### Activity
Quote the entries below from the line with "Target: marble countertop" through the line with "the mountain ridge", both ends included, and only those lines.

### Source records
# # #

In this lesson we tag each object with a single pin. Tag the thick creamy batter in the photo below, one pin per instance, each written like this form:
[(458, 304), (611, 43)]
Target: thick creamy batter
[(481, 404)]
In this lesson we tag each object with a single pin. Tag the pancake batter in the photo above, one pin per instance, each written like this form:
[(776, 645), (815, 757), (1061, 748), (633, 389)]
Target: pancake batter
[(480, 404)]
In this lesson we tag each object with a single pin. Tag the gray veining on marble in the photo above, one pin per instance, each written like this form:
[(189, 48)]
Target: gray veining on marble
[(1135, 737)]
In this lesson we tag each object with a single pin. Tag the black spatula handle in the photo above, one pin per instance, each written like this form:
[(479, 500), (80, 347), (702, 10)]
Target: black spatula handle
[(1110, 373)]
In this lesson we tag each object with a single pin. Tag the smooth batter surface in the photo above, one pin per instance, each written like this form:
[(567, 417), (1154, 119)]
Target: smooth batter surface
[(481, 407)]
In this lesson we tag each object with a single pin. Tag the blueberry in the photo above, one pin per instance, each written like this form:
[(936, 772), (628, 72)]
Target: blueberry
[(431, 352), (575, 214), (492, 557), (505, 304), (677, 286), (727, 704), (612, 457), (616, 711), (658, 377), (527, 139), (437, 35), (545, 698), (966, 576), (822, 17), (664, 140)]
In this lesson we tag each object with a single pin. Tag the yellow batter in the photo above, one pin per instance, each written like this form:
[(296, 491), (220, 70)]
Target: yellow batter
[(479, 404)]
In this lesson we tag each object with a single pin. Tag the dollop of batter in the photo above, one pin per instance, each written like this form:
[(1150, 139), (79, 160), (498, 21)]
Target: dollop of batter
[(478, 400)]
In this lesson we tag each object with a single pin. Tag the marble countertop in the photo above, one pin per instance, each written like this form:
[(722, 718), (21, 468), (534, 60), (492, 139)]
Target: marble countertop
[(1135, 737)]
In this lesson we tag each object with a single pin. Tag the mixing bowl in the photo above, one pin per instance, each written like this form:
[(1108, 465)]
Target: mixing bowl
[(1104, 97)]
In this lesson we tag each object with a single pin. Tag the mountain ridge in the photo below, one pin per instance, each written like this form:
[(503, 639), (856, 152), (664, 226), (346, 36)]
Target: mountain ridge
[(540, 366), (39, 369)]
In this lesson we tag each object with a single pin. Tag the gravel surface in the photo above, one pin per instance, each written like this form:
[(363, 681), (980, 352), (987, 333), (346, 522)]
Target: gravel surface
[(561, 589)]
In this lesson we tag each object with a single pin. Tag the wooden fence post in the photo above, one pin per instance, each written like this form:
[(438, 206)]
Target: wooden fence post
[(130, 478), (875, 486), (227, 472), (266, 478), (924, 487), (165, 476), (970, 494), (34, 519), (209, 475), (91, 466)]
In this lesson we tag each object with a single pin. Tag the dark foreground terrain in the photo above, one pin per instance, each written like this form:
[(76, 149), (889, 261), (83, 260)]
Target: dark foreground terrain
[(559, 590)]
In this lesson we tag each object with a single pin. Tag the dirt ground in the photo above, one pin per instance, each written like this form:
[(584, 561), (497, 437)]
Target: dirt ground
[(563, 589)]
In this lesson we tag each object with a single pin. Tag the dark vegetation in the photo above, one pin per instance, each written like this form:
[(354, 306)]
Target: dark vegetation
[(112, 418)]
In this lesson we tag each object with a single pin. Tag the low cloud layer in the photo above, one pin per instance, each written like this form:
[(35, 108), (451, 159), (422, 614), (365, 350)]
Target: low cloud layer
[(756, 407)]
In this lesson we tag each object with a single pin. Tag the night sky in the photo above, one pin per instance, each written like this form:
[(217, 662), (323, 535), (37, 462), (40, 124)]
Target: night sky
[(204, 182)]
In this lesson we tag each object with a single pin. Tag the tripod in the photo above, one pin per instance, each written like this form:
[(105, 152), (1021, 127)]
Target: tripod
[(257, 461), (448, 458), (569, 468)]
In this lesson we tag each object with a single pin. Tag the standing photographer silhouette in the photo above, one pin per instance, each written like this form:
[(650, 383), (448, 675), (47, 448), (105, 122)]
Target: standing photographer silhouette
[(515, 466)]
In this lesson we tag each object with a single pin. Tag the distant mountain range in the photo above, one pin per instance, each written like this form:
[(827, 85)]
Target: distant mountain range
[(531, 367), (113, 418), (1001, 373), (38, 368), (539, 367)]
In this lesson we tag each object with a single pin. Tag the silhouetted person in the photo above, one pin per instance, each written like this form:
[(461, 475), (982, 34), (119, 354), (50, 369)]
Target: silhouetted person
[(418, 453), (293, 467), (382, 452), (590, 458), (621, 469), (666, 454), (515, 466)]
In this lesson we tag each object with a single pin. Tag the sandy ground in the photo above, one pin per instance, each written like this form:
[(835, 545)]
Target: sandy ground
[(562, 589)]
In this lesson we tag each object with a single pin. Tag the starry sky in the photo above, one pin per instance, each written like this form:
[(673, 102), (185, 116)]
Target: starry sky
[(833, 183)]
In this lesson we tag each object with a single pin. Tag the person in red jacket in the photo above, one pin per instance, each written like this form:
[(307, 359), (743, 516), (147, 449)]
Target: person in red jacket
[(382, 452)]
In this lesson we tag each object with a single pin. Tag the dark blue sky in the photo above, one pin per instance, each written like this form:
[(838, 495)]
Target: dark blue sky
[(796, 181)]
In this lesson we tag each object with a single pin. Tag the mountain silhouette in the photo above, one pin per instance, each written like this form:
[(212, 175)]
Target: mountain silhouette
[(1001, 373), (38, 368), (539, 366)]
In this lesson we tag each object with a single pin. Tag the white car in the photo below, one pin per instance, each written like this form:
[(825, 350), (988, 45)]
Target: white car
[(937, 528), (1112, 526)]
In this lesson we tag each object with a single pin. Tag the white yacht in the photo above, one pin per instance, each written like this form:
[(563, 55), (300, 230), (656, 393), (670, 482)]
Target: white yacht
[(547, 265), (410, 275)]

# # #

### Result below
Target: marble countertop
[(1135, 737)]
In this lesson we tag each object with a single pin. Tag the mixing bowl in the photo above, one pin per instance, each written like this form:
[(1108, 465)]
Target: mixing bowl
[(1104, 97)]
In this lesson we tag each object with a single pin. Tag the mountain ridge in the photo below, one pin per instance, each written like this form:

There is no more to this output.